**Excerpt provided**.
%%

Why This Project Matters to Other Developers

ApiaryGuard Pro is valuable to the embedded systems community well beyond its beekeeping application. Several of its design choices address challenges that appear in any distributed IoT monitoring project.

It demonstrates a complete multi-node IoT architecture. The master-slave pattern — a capable single-board computer as the aggregation hub, with lightweight microcontrollers as edge nodes — is one of the most common embedded IoT topologies. ApiaryGuard Pro implements it in full, including the data transport (UDP), the server-side aggregation (C++ collector), local persistence (SQLite), and the user-facing layers (REST API, web dashboard, Android app). Developers building factory floor monitoring, environmental sensing networks, or agricultural IoT can study and adapt this architecture directly.

The sensor pipeline is exceptionally comprehensive. Few open-source projects show how to integrate this many heterogeneous sensors — ADC-based load cells, MEMS microphones with FFT analysis, gas sensors, radar, barometric sensors, light sensors, and cameras — in a single coherent firmware. The modular C++ structure (sensors.cpp, audio_analysis.cpp, radar_analysis.cpp, air_quality.cpp, weight_analysis.cpp) provides well-separated, reusable drivers for each sensor class.

%%

**Entries provided**.
%%

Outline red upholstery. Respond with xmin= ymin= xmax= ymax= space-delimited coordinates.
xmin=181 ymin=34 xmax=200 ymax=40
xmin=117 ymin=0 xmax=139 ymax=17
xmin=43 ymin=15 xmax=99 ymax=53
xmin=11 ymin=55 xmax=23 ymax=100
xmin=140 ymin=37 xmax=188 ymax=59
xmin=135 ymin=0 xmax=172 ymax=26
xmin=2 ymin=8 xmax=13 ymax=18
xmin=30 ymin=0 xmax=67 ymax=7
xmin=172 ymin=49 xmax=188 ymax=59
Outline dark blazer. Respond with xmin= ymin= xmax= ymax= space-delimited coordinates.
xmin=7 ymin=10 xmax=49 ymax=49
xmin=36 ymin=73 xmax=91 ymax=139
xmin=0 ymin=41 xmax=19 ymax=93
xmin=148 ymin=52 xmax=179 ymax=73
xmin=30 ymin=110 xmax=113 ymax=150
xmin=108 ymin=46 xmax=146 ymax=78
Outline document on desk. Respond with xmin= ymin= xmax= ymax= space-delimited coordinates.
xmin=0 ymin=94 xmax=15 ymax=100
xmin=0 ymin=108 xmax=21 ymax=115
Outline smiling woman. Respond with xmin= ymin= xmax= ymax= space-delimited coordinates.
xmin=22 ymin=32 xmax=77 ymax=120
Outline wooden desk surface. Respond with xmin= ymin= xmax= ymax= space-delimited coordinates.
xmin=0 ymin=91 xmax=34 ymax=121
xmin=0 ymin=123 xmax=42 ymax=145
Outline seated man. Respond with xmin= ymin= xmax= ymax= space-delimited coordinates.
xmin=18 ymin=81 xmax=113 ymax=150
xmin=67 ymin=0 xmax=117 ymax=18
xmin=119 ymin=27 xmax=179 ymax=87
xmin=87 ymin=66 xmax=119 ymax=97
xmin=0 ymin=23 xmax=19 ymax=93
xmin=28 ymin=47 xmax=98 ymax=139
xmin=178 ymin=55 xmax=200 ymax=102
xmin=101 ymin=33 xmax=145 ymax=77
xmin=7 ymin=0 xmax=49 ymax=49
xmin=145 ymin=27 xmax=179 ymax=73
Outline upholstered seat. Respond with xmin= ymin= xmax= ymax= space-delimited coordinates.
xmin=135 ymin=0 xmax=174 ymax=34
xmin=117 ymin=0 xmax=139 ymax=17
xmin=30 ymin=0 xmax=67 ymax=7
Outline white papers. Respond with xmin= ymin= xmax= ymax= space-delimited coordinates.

%%

**Explore the material**.
1) Based on the excerpt on ApiaryGuard Pro, is each statement true? Answer yes or no and quote the words that decide it. (a) The project sends its data over UDP. (b) Local persistence is handled by PostgreSQL. (c) The edge nodes are single-board computers.
2) Continue the excerpt on ApiaryGuard Pro from its last sentence.
The records come from a separate source and are unrelated to the excerpt on ApiaryGuard Pro.

**Written responses**.
1)
(a) Yes: "including the data transport (UDP)"
(b) No: "local persistence (SQLite)"
(c) No: "a capable single-board computer as the aggregation hub, with lightweight microcontrollers as edge nodes"

2)
The statistical analytics layer is production-grade. The apiary_collector_computation.h layer computes not just raw readings but statistical summaries (mean, std, min, max, variance, skewness, kurtosis, Gini coefficient), temporal derivatives (rate, acceleration, jerk), spectral features, and multi-horizon trend slopes (1h, 4h, 24h). This pattern — computing a rich feature vector server-side from raw telemetry — is exactly what any ML-ready IoT system needs, and ApiaryGuard Pro provides a working reference implementation.

The project is AI-integration ready by design. The system is architected with a forthcoming Qwen Agent integration in mind, with the REST API designed to feed structured JSON to an LLM-based assistant. The planned dialogue interface — where an operator asks "show me hives with health problems" and receives a ranked list with sensor evidence and recommended actions — is a useful model for how LLM agents can be grounded in real-time sensor data rather than hallucinated facts.

It handles field deployment realities. Watchdog timers, auto-recovery scripts, thermal protection fuses, IP68 enclosure specs, EMF shielding for radar modules, dual power redundancy (PoE plus battery), and a quarterly maintenance schedule are all documented. This is the difference between a lab prototype and a system someone can actually deploy in an outdoor apiary and leave running for a season.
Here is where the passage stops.